Looking Backward: 2000-1887, Edward Bellamy | Introduction
Looking Backward: 2000-1887 Edward Bellamy
The following entry provides critical commentary on Bellamy's novel Looking Backward: 2000-1887 (1888). For information on Bellamy's entire career, see NCLC, Vols. 4 and 86.
INTRODUCTION
A response to the industrialization and social inequality that characterized late nineteenth-century American culture, Edward Bellamy's Looking Backward: 2000-1887 (1888) established him as the prophet of a new order advocating an American brand of socialism. His views, which promoted state capitalism as a way to achieve state socialism, were based on those of the National party and were eventually absorbed into the Populist movement. Bellamy is remembered as an early proponent for equality and social justice and as a pioneer in the development of the American utopian novel.
Biographical Information
Bellamy was the third son of a New England Baptist minister, Rufus King Bellamy, and a Calvinist mother, Maria Putnam Bellamy. Although in his later life he did not claim any religious faith, his early training impressed upon him a strong sense of Christian morality and humanism that is manifest throughout his work. His father's easy generosity and concern for his parish countered by his mother's staunch belief in the Protestant work ethic influenced Bellamy's conception of utopia as both materialistically oriented toward human happiness and strictly regulated by ethical and practical norms.

Dataset rows
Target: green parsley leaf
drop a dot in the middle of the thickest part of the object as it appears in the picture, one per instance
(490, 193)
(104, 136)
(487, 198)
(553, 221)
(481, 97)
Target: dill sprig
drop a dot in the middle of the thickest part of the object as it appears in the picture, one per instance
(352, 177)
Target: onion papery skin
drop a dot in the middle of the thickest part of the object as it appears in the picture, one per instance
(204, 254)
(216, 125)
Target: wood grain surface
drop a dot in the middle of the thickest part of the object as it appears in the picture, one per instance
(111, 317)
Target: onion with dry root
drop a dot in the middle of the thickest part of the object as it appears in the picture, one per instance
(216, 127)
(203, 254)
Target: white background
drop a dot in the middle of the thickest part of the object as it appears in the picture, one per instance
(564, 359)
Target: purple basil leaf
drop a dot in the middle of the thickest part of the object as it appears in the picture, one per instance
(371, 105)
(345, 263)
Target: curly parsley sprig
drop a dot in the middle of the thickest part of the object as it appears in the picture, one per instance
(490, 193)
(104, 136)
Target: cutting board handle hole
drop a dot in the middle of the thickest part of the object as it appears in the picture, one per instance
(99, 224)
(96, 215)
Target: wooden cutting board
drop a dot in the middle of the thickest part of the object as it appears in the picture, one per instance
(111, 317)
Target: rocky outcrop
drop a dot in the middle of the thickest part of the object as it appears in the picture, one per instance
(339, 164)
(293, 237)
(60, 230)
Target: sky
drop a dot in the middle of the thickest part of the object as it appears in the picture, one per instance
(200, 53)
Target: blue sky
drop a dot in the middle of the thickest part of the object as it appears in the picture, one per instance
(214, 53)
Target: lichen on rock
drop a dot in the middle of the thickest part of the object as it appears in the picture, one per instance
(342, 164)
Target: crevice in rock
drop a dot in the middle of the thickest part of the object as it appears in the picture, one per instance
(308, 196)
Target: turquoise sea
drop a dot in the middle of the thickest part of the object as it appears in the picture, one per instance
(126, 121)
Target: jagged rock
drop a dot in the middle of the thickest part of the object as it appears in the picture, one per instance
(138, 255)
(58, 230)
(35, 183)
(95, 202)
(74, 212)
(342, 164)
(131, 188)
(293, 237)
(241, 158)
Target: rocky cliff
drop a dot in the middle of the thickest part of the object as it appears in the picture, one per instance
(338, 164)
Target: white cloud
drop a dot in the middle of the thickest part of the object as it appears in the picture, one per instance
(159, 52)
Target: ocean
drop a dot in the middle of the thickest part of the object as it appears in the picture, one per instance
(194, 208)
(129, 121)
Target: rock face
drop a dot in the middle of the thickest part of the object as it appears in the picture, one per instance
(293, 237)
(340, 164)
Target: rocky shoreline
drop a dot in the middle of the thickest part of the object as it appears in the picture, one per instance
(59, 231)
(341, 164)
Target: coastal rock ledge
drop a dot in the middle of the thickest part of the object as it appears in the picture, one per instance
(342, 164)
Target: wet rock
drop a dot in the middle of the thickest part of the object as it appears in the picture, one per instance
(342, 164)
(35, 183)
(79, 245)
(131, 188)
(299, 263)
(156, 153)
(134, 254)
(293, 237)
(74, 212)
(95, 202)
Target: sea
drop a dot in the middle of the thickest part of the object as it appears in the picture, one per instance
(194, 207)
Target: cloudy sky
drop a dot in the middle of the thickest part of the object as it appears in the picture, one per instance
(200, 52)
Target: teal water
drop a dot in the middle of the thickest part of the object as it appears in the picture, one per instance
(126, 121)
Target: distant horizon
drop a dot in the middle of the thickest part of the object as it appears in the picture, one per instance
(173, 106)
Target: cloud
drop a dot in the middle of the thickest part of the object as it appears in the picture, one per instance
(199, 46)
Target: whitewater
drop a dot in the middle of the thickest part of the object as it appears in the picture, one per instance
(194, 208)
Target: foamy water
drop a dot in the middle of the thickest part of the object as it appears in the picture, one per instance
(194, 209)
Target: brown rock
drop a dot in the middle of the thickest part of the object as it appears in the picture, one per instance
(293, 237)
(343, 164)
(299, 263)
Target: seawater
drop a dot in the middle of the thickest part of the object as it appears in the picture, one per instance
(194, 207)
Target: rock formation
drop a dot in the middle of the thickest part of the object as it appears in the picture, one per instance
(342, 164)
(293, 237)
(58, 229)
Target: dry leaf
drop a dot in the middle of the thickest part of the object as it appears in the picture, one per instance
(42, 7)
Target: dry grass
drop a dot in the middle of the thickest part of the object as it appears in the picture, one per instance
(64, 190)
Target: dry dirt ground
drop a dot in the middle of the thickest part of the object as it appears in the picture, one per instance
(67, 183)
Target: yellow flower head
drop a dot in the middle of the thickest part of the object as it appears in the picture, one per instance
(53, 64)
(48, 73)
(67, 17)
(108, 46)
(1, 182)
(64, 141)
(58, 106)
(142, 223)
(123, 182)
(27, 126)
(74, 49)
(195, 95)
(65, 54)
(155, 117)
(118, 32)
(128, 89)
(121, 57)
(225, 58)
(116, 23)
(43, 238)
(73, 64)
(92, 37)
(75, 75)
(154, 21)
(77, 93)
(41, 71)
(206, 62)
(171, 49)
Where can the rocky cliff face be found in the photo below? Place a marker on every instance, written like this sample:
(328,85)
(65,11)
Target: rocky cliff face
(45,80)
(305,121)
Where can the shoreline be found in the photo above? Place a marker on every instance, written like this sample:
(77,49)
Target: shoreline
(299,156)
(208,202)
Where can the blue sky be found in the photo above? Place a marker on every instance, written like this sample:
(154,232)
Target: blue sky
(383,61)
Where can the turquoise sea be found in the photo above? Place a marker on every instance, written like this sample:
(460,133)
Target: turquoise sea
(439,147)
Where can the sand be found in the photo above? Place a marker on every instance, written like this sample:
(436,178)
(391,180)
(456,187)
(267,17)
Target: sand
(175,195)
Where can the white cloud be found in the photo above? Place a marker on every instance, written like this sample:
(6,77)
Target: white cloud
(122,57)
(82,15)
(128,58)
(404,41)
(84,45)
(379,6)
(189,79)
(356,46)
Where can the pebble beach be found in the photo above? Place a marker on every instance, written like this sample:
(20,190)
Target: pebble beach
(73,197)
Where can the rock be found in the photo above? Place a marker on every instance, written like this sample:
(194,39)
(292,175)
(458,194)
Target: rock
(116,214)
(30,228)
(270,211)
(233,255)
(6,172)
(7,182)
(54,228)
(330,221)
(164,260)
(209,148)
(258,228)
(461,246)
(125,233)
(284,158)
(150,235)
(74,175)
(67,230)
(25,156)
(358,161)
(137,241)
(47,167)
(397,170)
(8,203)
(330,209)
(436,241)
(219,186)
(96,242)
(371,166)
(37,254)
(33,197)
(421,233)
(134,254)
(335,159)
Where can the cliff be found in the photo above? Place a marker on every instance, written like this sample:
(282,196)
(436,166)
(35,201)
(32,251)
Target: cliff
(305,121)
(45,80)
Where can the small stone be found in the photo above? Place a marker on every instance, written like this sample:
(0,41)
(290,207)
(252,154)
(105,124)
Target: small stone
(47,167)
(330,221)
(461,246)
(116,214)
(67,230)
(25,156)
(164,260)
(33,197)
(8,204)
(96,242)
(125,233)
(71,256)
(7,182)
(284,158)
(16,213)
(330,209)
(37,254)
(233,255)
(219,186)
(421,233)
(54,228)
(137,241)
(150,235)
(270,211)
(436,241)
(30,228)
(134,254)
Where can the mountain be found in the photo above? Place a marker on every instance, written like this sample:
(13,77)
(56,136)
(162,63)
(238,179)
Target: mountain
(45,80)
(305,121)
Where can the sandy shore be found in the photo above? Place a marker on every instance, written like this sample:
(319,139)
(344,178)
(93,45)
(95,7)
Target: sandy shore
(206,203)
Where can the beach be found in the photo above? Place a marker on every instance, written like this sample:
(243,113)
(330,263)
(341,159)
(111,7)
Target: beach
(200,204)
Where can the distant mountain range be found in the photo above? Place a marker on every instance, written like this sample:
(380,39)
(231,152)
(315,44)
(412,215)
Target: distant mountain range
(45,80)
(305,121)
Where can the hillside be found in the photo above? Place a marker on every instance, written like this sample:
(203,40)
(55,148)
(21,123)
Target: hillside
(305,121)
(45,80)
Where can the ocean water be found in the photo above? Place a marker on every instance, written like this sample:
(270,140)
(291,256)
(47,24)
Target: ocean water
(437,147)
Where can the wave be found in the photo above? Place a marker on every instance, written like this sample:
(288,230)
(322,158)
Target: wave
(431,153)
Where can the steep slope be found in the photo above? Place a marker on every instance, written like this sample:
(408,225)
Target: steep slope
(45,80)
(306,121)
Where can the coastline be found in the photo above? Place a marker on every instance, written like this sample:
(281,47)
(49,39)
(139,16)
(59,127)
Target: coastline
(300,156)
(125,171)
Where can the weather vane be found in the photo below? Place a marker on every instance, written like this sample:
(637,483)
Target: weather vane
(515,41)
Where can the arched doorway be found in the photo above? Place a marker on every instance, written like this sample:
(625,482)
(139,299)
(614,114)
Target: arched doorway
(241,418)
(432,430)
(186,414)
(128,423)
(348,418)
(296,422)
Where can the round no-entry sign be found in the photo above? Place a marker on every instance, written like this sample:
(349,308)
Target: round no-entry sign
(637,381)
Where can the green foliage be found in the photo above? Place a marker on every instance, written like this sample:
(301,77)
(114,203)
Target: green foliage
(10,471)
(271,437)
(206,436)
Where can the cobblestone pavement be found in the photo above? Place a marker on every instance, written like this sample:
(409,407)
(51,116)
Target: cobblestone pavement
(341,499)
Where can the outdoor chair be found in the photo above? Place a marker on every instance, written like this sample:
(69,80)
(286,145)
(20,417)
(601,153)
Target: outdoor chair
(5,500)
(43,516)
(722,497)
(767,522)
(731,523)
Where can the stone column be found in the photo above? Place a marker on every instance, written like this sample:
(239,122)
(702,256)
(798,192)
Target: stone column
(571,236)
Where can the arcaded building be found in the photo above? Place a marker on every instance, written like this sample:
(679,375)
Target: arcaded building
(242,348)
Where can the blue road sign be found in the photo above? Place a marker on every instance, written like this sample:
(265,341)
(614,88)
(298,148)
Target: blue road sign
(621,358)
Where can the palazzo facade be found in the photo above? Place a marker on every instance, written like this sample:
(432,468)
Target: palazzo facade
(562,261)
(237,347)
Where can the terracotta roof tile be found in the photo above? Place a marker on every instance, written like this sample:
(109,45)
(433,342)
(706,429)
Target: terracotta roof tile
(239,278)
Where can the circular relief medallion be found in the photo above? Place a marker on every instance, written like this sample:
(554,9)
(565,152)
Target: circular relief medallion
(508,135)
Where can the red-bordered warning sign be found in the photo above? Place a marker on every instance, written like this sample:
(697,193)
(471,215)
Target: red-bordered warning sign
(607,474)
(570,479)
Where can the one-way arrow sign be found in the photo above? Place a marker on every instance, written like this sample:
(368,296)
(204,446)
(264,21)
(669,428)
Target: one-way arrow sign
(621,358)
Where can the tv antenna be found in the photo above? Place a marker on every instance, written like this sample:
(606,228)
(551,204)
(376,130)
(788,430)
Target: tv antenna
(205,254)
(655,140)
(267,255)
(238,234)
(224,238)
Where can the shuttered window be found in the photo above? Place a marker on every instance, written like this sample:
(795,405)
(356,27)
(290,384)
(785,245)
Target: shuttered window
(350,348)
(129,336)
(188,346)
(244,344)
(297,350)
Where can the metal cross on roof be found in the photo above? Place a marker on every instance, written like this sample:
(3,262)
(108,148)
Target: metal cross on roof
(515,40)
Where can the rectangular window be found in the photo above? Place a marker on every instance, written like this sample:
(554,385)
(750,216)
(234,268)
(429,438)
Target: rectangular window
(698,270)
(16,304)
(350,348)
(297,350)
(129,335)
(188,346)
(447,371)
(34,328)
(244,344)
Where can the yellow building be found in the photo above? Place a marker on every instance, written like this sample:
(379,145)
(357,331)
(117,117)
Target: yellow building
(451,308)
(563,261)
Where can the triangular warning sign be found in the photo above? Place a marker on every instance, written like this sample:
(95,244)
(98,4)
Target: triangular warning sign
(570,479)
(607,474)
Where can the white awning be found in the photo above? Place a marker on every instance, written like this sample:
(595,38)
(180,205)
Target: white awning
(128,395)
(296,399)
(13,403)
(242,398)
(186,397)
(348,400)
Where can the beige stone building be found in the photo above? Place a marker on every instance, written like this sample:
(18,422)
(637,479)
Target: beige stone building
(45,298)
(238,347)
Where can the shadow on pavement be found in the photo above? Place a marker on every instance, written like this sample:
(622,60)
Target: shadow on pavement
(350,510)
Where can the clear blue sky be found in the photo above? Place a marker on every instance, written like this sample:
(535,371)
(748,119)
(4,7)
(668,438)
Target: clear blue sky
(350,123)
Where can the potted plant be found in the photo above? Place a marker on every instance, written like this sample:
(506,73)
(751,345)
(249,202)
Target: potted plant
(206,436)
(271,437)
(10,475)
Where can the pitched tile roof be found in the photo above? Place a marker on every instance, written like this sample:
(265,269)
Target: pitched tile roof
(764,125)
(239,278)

Do this
Print out the entire entry on Looking Backward word for word. The records are from a different source than the entry.

Task solution
Looking Backward: 2000-1887, Edward Bellamy | Introduction
Looking Backward: 2000-1887 Edward Bellamy
The following entry provides critical commentary on Bellamy's novel Looking Backward: 2000-1887 (1888). For information on Bellamy's entire career, see NCLC, Vols. 4 and 86.
INTRODUCTION
A response to the industrialization and social inequality that characterized late nineteenth-century American culture, Edward Bellamy's Looking Backward: 2000-1887 (1888) established him as the prophet of a new order advocating an American brand of socialism. His views, which promoted state capitalism as a way to achieve state socialism, were based on those of the National party and were eventually absorbed into the Populist movement. Bellamy is remembered as an early proponent for equality and social justice and as a pioneer in the development of the American utopian novel.
Biographical Information
Bellamy was the third son of a New England Baptist minister, Rufus King Bellamy, and a Calvinist mother, Maria Putnam Bellamy. Although in his later life he did not claim any religious faith, his early training impressed upon him a strong sense of Christian morality and humanism that is manifest throughout his work. His father's easy generosity and concern for his parish countered by his mother's staunch belief in the Protestant work ethic influenced Bellamy's conception of utopia as both materialistically oriented toward human happiness and strictly regulated by ethical and practical norms.